[Task instructions]: Gather every row below that contains the word "when", copying each one out in full.

[Records for this exercise]:
* * * *

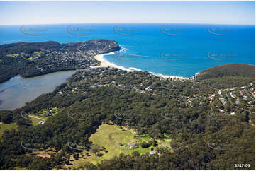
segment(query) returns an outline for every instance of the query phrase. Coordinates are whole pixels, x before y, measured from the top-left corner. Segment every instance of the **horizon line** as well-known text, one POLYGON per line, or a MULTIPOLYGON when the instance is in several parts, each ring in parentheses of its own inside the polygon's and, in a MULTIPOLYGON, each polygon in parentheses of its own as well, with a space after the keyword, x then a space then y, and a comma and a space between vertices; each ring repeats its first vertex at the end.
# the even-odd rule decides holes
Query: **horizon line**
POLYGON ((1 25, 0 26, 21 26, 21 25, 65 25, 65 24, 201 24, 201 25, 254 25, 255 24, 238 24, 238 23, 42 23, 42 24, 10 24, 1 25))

* * * *

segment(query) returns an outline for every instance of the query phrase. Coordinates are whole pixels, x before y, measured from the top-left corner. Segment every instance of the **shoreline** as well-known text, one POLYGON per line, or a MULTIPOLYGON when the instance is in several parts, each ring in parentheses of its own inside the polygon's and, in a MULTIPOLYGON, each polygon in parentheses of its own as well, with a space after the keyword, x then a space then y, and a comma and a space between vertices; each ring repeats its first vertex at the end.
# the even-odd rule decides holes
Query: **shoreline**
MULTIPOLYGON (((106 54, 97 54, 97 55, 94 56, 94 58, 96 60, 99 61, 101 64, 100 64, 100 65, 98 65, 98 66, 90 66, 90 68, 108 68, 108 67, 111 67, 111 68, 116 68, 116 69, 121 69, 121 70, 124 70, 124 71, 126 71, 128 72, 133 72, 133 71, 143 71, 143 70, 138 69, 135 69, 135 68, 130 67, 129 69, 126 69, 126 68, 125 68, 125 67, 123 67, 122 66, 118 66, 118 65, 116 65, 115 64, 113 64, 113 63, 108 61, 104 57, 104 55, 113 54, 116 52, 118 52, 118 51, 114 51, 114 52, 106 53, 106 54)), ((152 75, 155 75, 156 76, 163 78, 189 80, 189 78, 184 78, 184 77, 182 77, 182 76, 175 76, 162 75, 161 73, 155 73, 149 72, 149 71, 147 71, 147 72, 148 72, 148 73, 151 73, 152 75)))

* * * *

[Solution for this exercise]:
segment(query) returns an outline for every instance of the query phrase. Coordinates are whole pixels, x before y, measured from the top-left corner. Segment every instance of the **horizon line** as well-known text, one POLYGON per line, or a MULTIPOLYGON when the instance is in several parts, each ring in parentheses of its own inside the polygon's and, in a MULTIPOLYGON, each polygon in parentheses of its own as well, with a space after the keyword, x then a space then y, and a comma and a space between vertices; each ring repeats its first vertex at the end.
segment(query) returns an outline for every instance of the query phrase. Coordinates are whole pixels, x before y, measured from the top-left corner. Segment every instance of the **shoreline** as well-known text, one POLYGON per line, or a MULTIPOLYGON when the instance is in several parts, each ring in parentheses of its own inside the polygon's and, in a MULTIPOLYGON, each polygon in parentheses of its own as well, with a space after the keyword, x then a space then y, and a comma and a space between vertices; each ring repeats its first vertex at the end.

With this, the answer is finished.